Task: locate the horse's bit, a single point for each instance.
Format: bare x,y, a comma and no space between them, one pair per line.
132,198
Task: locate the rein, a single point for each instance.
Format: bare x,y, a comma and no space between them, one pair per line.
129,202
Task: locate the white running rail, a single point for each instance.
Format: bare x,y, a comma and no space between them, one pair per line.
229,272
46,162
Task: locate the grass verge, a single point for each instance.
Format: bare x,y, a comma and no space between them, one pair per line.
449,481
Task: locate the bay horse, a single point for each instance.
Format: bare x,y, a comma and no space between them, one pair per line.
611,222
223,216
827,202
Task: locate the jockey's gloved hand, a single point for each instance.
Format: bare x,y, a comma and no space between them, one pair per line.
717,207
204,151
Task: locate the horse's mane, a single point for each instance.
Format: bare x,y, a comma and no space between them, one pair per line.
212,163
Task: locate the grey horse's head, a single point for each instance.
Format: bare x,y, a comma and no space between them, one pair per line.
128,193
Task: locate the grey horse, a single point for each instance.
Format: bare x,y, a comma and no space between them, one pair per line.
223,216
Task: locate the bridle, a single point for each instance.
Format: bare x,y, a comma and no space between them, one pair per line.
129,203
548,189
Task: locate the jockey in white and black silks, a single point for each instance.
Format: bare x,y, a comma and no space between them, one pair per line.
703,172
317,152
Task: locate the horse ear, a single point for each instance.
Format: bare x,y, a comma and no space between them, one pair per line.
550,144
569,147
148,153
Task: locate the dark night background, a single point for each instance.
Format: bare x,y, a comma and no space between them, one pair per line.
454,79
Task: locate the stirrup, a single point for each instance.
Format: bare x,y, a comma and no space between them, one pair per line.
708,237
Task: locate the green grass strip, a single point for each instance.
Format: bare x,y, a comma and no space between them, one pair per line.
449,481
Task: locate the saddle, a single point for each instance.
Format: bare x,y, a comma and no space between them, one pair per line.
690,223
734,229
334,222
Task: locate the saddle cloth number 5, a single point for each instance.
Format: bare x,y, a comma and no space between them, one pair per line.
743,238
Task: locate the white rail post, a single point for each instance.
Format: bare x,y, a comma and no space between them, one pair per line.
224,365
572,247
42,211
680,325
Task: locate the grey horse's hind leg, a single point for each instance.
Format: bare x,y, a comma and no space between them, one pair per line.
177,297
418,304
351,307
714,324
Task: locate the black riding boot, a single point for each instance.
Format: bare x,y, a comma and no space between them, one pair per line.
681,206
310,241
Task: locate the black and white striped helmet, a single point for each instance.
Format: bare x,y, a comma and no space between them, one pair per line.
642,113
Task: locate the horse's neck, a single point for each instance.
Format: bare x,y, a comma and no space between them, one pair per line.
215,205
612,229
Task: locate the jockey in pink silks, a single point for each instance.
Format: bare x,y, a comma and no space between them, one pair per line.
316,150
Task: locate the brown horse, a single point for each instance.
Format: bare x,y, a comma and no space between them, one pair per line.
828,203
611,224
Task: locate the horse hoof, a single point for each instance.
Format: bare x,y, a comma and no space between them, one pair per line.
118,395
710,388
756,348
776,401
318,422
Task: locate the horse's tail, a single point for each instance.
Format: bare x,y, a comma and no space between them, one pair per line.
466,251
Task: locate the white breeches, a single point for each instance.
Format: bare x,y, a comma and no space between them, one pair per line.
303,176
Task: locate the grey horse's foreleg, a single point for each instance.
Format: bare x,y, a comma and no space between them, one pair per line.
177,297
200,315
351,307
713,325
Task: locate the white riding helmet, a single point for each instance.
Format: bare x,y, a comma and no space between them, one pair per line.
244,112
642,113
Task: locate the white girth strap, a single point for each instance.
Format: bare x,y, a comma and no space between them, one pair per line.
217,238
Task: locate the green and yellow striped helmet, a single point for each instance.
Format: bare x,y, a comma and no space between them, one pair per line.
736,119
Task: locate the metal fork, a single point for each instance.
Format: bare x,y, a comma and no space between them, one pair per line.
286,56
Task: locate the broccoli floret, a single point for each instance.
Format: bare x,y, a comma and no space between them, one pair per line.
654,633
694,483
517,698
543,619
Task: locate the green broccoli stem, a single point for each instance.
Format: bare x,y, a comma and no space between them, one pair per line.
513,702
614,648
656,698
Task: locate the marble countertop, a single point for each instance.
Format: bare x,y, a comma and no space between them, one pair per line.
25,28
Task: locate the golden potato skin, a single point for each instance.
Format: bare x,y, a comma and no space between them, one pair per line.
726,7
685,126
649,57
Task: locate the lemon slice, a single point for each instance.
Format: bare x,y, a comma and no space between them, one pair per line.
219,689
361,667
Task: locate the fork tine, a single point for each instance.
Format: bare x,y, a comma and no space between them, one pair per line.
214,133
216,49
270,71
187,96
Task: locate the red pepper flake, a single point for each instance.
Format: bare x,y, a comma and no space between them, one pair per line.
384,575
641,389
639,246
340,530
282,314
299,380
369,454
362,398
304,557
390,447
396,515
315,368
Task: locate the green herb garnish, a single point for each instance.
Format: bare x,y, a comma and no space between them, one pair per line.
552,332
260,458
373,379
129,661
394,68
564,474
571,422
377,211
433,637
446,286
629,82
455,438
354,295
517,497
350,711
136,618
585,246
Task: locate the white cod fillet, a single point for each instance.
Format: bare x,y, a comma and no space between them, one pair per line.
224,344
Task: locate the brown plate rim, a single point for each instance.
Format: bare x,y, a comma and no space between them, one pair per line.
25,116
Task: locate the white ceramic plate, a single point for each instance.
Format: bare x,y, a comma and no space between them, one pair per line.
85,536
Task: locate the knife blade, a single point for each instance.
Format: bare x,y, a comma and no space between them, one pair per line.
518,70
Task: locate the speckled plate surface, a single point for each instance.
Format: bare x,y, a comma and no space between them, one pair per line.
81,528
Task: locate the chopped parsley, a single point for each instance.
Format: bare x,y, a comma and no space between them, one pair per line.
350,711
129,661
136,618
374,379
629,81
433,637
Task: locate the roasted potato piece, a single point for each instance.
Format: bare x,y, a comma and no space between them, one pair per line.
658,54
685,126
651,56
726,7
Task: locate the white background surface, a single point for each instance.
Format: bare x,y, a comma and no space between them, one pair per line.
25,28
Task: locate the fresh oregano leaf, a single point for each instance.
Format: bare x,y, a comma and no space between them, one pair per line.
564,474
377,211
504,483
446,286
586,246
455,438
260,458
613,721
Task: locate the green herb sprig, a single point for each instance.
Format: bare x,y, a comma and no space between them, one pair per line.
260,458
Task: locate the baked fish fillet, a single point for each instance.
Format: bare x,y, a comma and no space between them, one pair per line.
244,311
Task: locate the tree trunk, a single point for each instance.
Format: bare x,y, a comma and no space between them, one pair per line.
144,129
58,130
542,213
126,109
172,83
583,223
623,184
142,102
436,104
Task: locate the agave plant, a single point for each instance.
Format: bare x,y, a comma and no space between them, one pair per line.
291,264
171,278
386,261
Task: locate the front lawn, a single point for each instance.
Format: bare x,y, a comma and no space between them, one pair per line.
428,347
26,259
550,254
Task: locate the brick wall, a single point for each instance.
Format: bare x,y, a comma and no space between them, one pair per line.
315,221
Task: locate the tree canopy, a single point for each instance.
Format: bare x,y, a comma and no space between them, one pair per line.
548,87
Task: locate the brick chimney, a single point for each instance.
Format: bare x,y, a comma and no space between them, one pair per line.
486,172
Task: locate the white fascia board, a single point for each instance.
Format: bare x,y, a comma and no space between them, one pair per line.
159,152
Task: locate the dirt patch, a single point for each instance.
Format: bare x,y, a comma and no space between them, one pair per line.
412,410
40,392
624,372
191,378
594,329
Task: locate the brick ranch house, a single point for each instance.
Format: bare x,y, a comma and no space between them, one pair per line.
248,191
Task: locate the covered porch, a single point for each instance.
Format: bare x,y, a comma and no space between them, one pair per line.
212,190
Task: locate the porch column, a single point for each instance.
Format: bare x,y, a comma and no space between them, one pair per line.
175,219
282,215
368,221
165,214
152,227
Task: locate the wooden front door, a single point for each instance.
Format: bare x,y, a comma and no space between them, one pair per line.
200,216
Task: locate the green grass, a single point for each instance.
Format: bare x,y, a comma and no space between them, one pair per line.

TASK STATEMENT.
Copy out every line of the material, starting with the line that contains "Task: locate the front" and going on through the end of the material, and shift each coordinate by adding 122 to both its x and y values.

SOLUTION FOR THIS TASK.
Task: locate the front lawn, a single point for each instance.
Format: bare x,y, a comma and no space between them, one pair per line.
550,469
148,381
672,376
Task: locate the brick wall, a single point for each instance.
Format: bare x,y, a comma and no space between them, one pair per line.
437,343
Task: locate the tree canopy, a single point for each instance.
Format: bare x,y, a comma and no space between them, one pair per line.
670,209
Task: locate the brick chimney, a single point for each instance.
Format: bare x,y, a comma and no space between them, one pair per line.
608,294
Task: locate the white fascia board, a single point for each instance.
Format: bare x,y, a comma and no space between them, one pair per line.
281,274
Task: locate the dirt patch, a single point for each instance.
Format: bare x,y, a comma and no space between them, one pair per line.
534,532
162,514
746,494
313,500
716,451
Task: locate the brick ranch house, a single point for each instance.
Format: bare x,y, a comma and no space between them, one pair per line.
370,313
Task: locate the covered porch, a single point for each instance.
Format: bare x,y, a comma and no space between them, one pair per line.
334,312
Task: locate the porch column, a single point for each instance.
Format: bare x,y, a comma and no space between them, one pair per line.
297,341
404,337
490,343
287,336
274,349
Task: locate the wooden front door, a single point for each instance.
Format: bare x,y, a comma and no space between them, one pair per line.
322,338
Task: locate the green grass, a single point for each instance.
Format: bare x,y, a comma and no space between them, one pair per line.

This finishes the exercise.